▶ [Task objective]
Would you restate, exactly as they appear, the lines from the one containing "Could you point out the bearded" through the end of the data below?

▶ [Exercise data]
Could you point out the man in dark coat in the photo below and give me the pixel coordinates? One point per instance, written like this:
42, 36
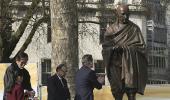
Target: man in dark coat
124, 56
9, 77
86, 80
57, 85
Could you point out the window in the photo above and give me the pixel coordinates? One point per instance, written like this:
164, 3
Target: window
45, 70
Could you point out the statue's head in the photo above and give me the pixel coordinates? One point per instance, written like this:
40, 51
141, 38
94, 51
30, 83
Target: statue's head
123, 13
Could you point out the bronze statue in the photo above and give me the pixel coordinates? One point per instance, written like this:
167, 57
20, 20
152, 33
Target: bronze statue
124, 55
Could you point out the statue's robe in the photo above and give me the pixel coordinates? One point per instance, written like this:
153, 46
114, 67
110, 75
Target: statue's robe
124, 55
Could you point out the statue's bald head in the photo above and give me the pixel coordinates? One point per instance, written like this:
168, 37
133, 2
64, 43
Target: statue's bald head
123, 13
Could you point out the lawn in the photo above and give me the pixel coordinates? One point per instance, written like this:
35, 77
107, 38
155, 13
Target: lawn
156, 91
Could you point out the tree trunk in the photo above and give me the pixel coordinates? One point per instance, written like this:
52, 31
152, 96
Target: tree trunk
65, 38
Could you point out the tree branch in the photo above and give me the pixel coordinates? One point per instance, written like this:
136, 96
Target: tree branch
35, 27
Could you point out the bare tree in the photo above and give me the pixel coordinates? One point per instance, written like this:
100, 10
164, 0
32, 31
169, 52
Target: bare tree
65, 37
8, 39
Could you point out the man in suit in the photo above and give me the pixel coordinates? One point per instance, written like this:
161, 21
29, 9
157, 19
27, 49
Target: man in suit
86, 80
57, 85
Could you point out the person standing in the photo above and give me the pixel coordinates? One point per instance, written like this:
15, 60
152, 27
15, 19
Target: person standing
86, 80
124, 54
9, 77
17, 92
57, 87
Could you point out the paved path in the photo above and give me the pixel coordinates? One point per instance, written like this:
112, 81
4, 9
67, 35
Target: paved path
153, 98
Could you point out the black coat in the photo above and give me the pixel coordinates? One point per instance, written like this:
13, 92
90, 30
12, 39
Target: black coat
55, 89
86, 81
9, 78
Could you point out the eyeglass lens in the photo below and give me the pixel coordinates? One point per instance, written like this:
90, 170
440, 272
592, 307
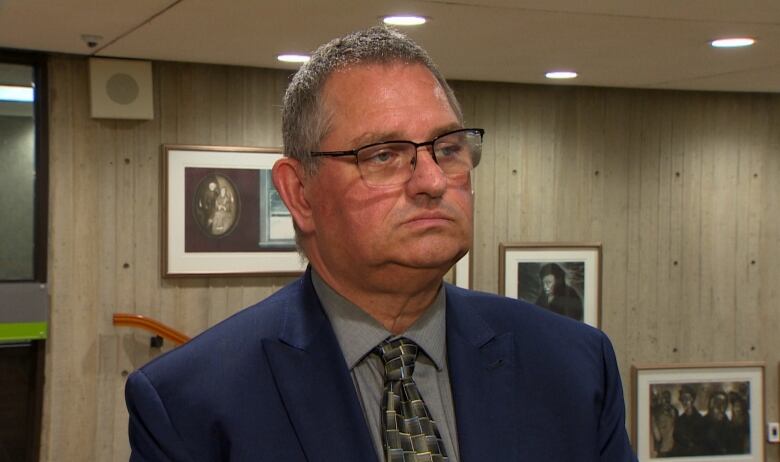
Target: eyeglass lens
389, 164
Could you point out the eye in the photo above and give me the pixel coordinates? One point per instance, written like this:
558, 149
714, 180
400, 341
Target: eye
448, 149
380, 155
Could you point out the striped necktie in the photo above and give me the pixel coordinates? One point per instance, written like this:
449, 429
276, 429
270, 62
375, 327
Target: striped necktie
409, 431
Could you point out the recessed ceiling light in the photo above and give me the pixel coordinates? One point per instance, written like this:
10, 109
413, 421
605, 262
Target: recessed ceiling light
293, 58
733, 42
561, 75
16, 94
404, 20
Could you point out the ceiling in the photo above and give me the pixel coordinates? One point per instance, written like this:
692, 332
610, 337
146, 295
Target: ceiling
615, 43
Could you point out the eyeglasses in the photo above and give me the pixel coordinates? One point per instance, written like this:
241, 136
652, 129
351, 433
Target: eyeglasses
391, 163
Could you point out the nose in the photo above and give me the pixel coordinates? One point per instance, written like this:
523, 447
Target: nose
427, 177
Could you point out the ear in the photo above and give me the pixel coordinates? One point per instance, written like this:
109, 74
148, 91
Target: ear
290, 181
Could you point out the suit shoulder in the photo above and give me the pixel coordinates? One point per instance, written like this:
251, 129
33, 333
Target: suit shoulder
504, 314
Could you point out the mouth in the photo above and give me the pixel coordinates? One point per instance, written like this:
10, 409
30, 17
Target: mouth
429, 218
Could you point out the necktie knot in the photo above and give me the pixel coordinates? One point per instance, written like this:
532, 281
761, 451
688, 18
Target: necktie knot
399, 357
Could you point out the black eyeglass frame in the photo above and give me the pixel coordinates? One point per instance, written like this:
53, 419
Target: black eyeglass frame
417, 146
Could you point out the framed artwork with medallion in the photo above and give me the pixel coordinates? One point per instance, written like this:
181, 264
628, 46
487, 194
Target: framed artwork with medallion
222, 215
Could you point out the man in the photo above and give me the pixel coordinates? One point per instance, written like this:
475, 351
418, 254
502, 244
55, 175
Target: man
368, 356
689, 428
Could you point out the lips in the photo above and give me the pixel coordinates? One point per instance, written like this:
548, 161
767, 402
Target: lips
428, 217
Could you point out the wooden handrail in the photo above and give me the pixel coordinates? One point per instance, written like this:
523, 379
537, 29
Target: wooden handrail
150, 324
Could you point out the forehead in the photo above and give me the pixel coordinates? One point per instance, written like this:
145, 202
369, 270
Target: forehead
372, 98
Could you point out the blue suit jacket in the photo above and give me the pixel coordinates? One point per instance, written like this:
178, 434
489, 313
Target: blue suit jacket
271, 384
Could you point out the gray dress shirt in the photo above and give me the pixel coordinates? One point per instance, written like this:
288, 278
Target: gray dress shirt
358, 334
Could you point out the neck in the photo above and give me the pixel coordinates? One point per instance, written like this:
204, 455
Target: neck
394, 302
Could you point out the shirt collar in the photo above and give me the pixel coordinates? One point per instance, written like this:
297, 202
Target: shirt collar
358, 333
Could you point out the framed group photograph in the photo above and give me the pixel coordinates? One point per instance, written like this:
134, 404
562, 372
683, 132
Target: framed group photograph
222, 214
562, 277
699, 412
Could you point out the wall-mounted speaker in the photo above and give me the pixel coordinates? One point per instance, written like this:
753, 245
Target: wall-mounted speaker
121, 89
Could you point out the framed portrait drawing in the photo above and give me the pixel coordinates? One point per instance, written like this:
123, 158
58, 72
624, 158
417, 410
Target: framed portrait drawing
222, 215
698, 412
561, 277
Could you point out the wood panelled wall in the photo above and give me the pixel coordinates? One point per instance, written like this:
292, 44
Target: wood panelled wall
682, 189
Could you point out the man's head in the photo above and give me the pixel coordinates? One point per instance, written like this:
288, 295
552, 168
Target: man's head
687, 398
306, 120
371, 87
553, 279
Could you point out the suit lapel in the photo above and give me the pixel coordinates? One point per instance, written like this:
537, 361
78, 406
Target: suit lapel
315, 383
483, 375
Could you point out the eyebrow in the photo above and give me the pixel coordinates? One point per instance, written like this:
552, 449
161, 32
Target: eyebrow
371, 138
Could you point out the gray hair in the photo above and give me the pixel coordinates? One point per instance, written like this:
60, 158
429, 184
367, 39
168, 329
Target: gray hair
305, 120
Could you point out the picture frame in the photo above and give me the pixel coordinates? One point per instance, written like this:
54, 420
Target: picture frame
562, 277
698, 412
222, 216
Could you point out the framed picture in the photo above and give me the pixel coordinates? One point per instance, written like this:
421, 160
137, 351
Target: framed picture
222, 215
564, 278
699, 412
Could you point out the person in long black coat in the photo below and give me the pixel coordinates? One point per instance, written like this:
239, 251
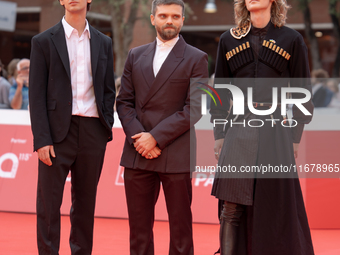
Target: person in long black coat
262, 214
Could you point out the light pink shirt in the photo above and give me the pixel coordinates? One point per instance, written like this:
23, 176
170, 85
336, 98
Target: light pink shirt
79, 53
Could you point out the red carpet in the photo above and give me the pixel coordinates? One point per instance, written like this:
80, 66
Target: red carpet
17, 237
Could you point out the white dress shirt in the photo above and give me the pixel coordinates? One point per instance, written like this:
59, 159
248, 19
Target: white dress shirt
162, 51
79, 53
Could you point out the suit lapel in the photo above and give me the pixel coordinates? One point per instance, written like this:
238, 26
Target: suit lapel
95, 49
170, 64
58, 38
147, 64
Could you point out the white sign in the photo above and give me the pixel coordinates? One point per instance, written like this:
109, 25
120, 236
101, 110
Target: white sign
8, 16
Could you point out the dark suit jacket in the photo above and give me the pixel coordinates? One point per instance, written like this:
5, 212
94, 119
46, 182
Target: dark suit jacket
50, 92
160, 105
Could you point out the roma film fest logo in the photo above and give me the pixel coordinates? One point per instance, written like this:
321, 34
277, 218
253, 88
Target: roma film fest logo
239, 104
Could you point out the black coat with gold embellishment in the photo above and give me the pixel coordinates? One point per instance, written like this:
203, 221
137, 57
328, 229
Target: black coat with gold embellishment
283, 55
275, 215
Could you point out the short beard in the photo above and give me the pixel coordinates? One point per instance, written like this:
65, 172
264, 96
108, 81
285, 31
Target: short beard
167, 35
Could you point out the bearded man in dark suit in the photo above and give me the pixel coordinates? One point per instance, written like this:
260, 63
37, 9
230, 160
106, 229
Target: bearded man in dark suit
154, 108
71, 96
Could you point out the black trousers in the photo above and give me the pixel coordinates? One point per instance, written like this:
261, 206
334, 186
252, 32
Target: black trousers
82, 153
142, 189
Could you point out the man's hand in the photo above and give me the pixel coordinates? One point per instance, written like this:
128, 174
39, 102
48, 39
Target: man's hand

▶ [Solution for this exercise]
Could you point out the bearded man in dark suit in the photo above and give me the pixel coordinates? One point per instance, written like this:
260, 63
37, 9
230, 160
106, 229
Target: bearded man in dark suit
154, 108
71, 96
Could you point out the black trousers in the photo above and give me the pixel coordinates? One point per instance, written like this:
261, 206
334, 186
252, 32
Target: black trousers
82, 153
142, 189
Could you point out the man's hand in the photo above and give me the pixel coordinates? One point per instance, written like this:
128, 174
39, 102
48, 39
Target: man's hand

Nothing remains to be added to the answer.